**Extract provided:**
-------------------------

Feb. 10, 2019

Wesley & Connie Owens

It’s funny how this couple, Wesley & Connie Owens, came about. I try to keep up with comments on my articles, which Connie had commented on one of my Valentine articles, stating that she and Wesley had been married for 56 years. To which I replied, “Why am I not talking to you then?”

I checked my list, I checked it twice (as if I were Santa), and their names were not on there so, I sent a message and asked to come out and speak to this delightful couple.

I learned a couple of things during this interview. The first being, my husband and I knew Wesley’s brother, Durant, before he had passed away. That was one thing; the other was that they had computers in the 1960s.

“They sure did,” Wesley explained. “I went to Massey Institute for Computers in 1961 and then worked at the paper mill. The memory on those computers is about the same as what they use on cell phones today.”

-------------------------

**Data section:**

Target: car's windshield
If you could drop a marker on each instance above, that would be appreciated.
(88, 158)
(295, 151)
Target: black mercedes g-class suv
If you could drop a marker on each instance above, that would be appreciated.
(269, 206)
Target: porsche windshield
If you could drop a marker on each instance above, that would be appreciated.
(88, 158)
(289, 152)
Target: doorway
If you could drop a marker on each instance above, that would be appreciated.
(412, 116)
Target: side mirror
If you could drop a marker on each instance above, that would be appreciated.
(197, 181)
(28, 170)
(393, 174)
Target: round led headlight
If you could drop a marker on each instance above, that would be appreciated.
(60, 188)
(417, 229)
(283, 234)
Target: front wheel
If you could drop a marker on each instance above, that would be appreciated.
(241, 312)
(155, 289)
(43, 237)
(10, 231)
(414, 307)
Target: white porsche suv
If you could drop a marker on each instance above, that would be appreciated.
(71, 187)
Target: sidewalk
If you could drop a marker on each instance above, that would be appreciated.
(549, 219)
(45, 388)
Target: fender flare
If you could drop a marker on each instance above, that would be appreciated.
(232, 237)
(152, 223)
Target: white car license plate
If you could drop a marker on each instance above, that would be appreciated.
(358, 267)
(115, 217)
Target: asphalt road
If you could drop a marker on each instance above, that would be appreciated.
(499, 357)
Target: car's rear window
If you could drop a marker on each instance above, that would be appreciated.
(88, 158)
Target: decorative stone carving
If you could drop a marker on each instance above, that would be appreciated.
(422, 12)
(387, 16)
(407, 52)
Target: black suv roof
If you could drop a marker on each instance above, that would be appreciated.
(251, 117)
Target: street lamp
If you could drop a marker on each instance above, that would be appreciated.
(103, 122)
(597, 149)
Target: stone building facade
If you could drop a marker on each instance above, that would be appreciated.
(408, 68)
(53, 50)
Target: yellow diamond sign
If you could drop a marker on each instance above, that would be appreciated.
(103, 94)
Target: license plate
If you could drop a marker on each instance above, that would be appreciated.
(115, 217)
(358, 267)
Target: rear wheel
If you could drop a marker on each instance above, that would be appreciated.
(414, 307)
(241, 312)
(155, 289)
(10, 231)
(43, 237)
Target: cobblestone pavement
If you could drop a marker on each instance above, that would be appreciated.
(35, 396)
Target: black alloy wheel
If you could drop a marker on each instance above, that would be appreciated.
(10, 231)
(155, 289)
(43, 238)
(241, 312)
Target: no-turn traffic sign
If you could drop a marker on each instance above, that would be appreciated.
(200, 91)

-------------------------

**Tasks to complete:**
**A.** From the article about Wesley and Connie Owens, set down the passage that begins at the words "It’s funny how" and stops after the words "in the 1960s.".
**B.** Based on the article about Wesley and Connie Owens, explain why the writer sent the couple a message asking to come speak with them.
**C.** According to the article about Wesley and Connie Owens, where did Wesley work after attending Massey Institute for Computers in 1961?

**Answers to the problems:**
**A.**
It’s funny how this couple, Wesley & Connie Owens, came about. I try to keep up with comments on my articles, which Connie had commented on one of my Valentine articles, stating that she and Wesley had been married for 56 years. To which I replied, “Why am I not talking to you then?”

I checked my list, I checked it twice (as if I were Santa), and their names were not on there so, I sent a message and asked to come out and speak to this delightful couple.

I learned a couple of things during this interview. The first being, my husband and I knew Wesley’s brother, Durant, before he had passed away. That was one thing; the other was that they had computers in the 1960s.

**B.** Connie had commented on one of the writer's Valentine articles that she and Wesley had been married for 56 years. When the writer checked, their names were not on the writer's list.

**C.** He worked at the paper mill.